#### [TO DO]
Extend the Example 13 synthesis procedure for CMZ 203-85 below with the text that follows its final sentence.

#### [TEXT EXCERPT]
**********

Example 13 Synthesis of CMZ 203-85

A mixture of the benzophenone (15 gm, 0.056 moles) and powdered sodium hydroxide (15 gm) in ethanol (150 mL) was stirred and heated to reflux. The heat was removed and zinc dust (15 gm) was added in portions at a rate that kept the mixture at reflux. After the addition was complete, the mixture was heated at reflux for one hour. The reaction mixture was allowed to cool and was then filtered to remove zinc. The zinc washed with ethanol (20 mL) and the combined filtrates were added to water (500 mL). The crystalline white product was isolated by filtration, washed with water and dried. The carbinol was obtained in a yield of 12.1 gm, 80%.


A solution of the carbinol (1.13 gm, 4.18×10−3 moles) in NMP (10 mL) was stirred under nitrogen as a sodium hydride dispersion (0.336 gm of 60%, 8.36×10−3 moles) was added. This mixture was stirred at 65° C. until hydrogen evolution stopped. Then 2-(dimethylamino)ethyl chloride hydrochloride (0.602 gm, 4.18×10−3 moles) was added and stirring at 65° C. was continued for one hour. The addition of identical portions of sodium hydride dispersion and 2-(dimethylamino)ethyl chloride hydrochloride was done twice more at one hour intervals. After the last addition, the mixture was stirred and heated for two hours and then cooled. The mixture was poured into 10% sodium hydroxide solution (200 mL) and this suspension was extracted with methylene chloride (2×100 mL). The combined extracts were washed with 10% sodium hydroxide solution (100 mL) and were then stripped under vacuum to give the crude product contaminated with some NMP as well as a small amount of starting material. The product was purified by chromatography on silica using 20% methanol in methylene chloride to elute the impurities. The product was then eluted with 20% methanol in methylene chloride containing 1% diethylamine. The yield of CMZ 203-85 was 0.540 gm, 37% as a light brown oil.

**********

#### [LISTED ENTRIES]

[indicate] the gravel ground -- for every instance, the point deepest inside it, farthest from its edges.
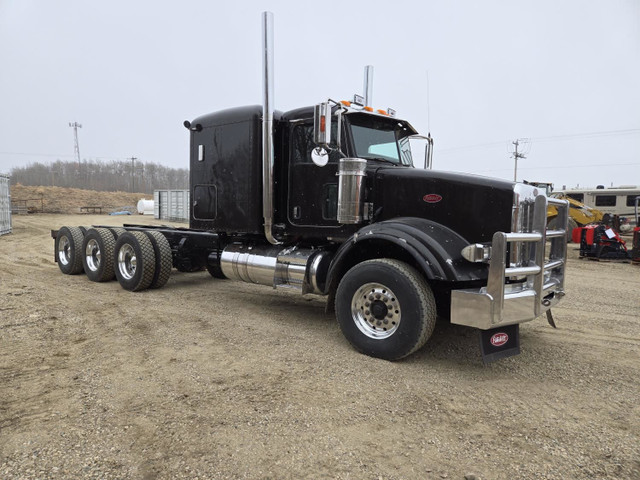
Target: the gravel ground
(213, 379)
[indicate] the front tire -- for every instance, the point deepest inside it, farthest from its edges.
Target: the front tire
(385, 308)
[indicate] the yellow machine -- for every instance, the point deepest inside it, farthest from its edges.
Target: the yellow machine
(579, 214)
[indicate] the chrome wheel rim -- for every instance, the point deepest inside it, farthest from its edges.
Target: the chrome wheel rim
(64, 250)
(127, 261)
(376, 311)
(92, 254)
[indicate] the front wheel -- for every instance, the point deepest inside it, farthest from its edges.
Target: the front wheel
(385, 308)
(135, 261)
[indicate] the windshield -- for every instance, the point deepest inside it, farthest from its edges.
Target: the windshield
(381, 140)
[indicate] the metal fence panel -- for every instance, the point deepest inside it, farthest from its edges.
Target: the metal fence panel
(172, 205)
(5, 205)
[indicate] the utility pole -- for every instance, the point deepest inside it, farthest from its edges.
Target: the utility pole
(76, 145)
(516, 154)
(133, 160)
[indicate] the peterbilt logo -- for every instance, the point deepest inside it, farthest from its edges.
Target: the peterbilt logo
(432, 198)
(499, 339)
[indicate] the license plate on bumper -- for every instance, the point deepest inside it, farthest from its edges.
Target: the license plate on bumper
(500, 342)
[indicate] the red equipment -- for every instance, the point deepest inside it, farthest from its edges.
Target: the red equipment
(601, 242)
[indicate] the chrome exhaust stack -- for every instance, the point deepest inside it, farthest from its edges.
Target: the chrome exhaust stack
(267, 126)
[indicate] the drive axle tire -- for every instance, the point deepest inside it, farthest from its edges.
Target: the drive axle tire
(385, 308)
(98, 247)
(164, 259)
(135, 261)
(117, 231)
(68, 249)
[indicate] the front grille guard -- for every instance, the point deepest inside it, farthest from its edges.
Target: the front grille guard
(544, 269)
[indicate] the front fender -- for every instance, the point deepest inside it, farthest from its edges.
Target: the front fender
(431, 247)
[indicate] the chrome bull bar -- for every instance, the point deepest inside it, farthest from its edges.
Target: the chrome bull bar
(519, 293)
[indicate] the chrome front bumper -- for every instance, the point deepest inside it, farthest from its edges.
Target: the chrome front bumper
(534, 286)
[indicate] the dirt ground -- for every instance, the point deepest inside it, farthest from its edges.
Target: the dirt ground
(71, 200)
(213, 379)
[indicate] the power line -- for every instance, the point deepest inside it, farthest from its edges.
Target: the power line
(555, 167)
(551, 138)
(76, 145)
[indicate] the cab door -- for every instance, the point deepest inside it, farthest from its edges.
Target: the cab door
(313, 190)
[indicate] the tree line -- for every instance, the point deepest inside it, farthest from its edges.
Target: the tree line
(109, 176)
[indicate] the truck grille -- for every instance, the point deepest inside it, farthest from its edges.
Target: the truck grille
(531, 257)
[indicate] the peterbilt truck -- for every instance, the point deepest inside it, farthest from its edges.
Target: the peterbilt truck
(329, 200)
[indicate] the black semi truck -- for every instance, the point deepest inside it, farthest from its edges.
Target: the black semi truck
(327, 200)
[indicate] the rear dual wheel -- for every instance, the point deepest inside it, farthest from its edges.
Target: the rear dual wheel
(135, 261)
(68, 250)
(98, 249)
(142, 260)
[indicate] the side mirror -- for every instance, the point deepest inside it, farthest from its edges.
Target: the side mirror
(322, 124)
(428, 149)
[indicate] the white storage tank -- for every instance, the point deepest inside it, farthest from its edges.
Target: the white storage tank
(145, 207)
(5, 205)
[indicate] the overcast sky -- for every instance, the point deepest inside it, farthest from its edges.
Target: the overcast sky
(564, 73)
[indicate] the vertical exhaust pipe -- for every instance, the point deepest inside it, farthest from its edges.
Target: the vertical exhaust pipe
(267, 125)
(368, 85)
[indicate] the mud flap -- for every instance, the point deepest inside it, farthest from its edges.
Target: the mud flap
(499, 343)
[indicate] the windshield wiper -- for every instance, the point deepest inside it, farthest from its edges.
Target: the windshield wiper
(380, 159)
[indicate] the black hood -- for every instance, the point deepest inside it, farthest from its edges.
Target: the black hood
(474, 206)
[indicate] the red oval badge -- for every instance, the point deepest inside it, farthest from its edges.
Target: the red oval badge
(432, 198)
(499, 339)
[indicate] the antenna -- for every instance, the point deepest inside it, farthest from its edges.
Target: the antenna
(428, 106)
(525, 144)
(368, 85)
(76, 145)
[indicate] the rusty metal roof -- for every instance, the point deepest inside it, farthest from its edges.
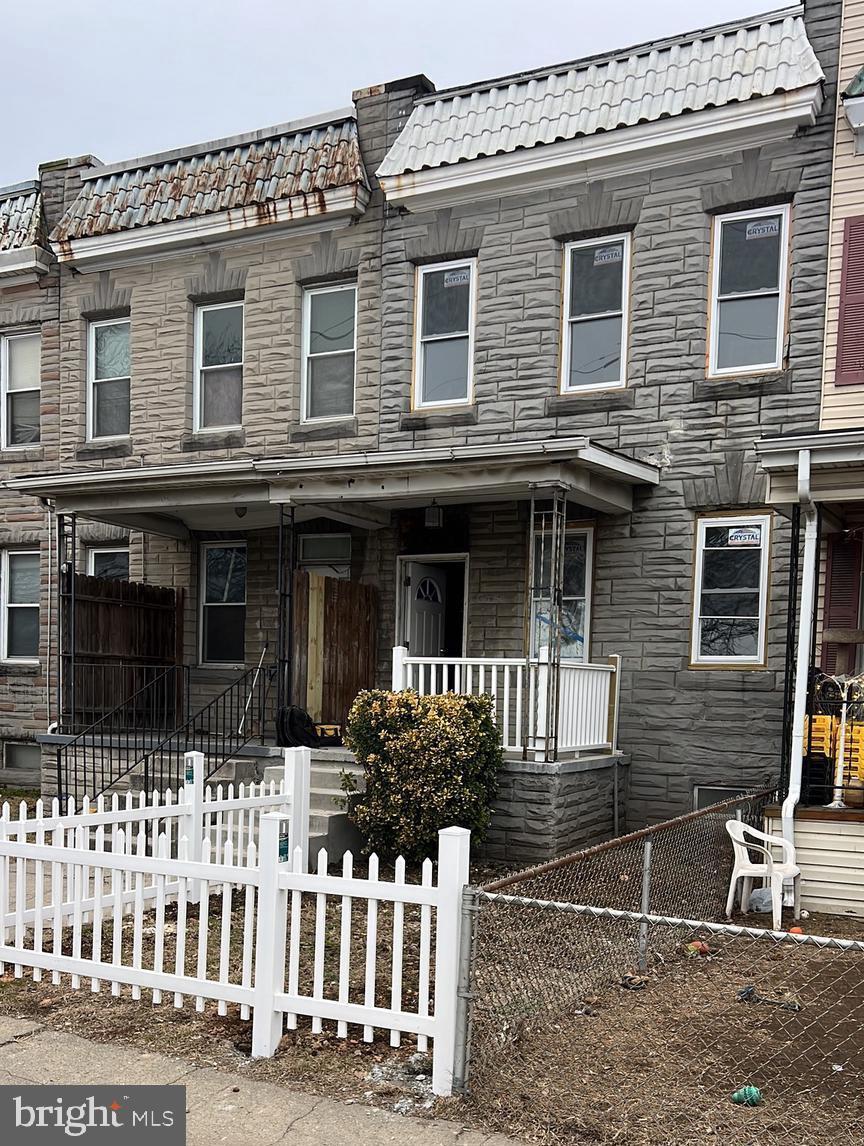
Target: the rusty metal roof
(705, 69)
(292, 161)
(22, 221)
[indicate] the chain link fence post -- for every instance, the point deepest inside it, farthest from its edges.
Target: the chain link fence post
(645, 903)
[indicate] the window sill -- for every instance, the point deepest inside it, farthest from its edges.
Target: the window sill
(446, 416)
(744, 385)
(213, 439)
(324, 430)
(578, 401)
(112, 448)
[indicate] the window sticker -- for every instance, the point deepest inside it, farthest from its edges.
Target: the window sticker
(604, 254)
(461, 277)
(762, 228)
(746, 535)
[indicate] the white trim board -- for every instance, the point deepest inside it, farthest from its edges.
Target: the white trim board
(643, 147)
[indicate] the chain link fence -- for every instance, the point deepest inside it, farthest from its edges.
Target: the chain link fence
(596, 1021)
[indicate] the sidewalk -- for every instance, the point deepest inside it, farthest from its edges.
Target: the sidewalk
(221, 1108)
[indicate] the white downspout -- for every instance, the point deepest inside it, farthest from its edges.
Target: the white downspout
(802, 660)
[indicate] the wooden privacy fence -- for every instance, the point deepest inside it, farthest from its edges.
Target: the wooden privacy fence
(123, 897)
(116, 636)
(335, 642)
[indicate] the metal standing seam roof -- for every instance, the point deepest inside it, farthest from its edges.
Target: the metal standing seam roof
(22, 221)
(252, 171)
(706, 69)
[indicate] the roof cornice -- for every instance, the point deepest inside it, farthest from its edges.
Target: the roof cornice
(644, 147)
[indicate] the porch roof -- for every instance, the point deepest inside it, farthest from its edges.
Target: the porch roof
(835, 462)
(356, 488)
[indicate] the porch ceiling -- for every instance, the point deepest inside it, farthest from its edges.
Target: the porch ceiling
(358, 488)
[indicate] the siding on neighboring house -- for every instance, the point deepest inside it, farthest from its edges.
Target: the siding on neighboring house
(842, 406)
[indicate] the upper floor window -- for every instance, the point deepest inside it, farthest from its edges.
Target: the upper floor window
(748, 291)
(731, 590)
(108, 378)
(219, 366)
(329, 352)
(444, 342)
(21, 378)
(20, 582)
(224, 603)
(111, 563)
(596, 289)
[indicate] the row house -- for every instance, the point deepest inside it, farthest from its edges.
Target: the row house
(815, 475)
(449, 390)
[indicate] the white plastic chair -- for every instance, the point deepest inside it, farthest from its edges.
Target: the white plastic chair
(771, 871)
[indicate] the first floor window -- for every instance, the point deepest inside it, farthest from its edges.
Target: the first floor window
(109, 370)
(219, 366)
(21, 581)
(748, 291)
(575, 594)
(596, 289)
(329, 352)
(21, 379)
(328, 554)
(731, 590)
(110, 563)
(224, 603)
(445, 334)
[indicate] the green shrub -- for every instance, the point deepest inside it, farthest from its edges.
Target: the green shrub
(430, 762)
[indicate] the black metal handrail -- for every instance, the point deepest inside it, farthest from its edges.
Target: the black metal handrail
(220, 729)
(114, 745)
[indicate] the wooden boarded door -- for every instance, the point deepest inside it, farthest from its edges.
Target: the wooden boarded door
(335, 644)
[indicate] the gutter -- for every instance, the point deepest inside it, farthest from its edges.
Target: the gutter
(802, 660)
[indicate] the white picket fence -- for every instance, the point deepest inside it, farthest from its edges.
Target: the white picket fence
(124, 897)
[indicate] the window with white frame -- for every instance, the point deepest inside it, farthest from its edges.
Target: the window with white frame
(20, 593)
(21, 381)
(596, 289)
(109, 371)
(731, 590)
(224, 603)
(445, 335)
(575, 597)
(328, 554)
(329, 352)
(219, 366)
(111, 563)
(748, 291)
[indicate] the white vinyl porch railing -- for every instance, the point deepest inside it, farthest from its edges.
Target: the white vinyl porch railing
(519, 688)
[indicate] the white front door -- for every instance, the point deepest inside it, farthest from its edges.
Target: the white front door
(425, 599)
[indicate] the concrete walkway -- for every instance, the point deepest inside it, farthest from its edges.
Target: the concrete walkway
(221, 1107)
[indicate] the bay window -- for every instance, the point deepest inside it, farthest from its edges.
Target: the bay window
(731, 590)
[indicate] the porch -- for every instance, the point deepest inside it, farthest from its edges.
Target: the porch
(298, 583)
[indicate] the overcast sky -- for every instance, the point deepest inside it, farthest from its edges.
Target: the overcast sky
(120, 79)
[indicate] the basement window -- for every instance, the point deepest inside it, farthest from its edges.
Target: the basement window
(219, 367)
(224, 604)
(329, 352)
(445, 335)
(21, 377)
(731, 591)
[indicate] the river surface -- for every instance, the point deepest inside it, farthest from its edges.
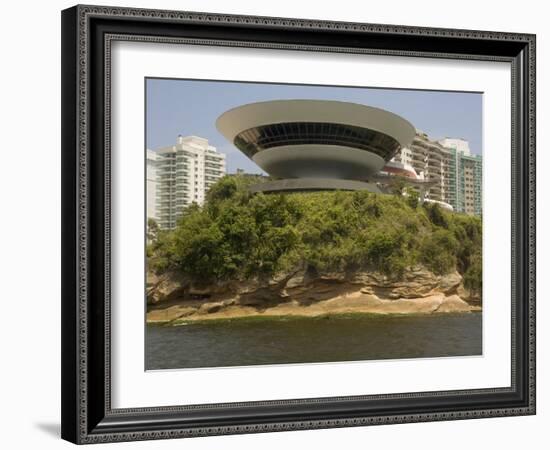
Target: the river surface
(245, 342)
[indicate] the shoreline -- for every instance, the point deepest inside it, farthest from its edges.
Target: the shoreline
(290, 317)
(179, 313)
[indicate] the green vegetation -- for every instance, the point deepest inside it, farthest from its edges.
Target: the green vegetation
(238, 235)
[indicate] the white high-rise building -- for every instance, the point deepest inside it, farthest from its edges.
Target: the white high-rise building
(460, 145)
(184, 173)
(151, 161)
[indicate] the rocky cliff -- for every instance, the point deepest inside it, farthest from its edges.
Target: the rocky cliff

**********

#### [REPLY]
Example 14 Synthesis of CMZ 203-88

The benzophenone (4.65 gm, 0.0173 moles) and hydroxylamine hydrochloride (1.89 gm, 0.027 moles) were combined in ethanol (25 mL). To this mixture was added 40% sodium hydroxide solution (8.7 gm, 0.087) moles. The resulting mixture was stirred at reflux until TLC (silica, 10% methanol in methylene chloride) showed that the reaction had gone to completion (about 30 minutes). After cooling, a solution of sodium bicarbonate (20 gm) in water (300 mL) was added and the precipitated solid was isolated by filtration. After washing with water and drying, there was obtained 4.85 gm (95%) of CMZ 203-88 as a white solid.

Example 15 Synthesis of CMZ 203-88-1

A solution of the oxime (1.0 gm, 3.39×10−3 moles) in ethanol (20 mL) was stirred at reflux in the presence of 10% palladium on carbon (200 mg). To this mixture was added 90% formic acid (0.35 gm, 6.77×10−3 moles) dropwise. Upon complete addition of the formic acid, the reaction mixture was heated at reflux for 30 minutes. The mixture was cooled and filtered free of the catalyst and the filtrates were stripped under vacuum. The residual oil quickly solidified to provide CMZ 203-88-1 in quantitative yield.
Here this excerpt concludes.